Each entry must be given again exactly; images do not belong in the copy.

<<<<

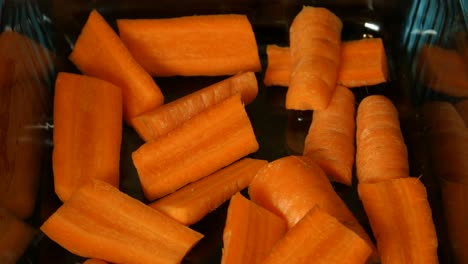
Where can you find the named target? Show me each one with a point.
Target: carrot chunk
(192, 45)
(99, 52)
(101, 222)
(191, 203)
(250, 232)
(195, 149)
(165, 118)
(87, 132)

>>>>

Output for this exercise:
Where can you find the named target? Show me each one with a point.
Target: carrot chunk
(192, 45)
(99, 52)
(101, 222)
(191, 203)
(250, 232)
(195, 149)
(165, 118)
(87, 132)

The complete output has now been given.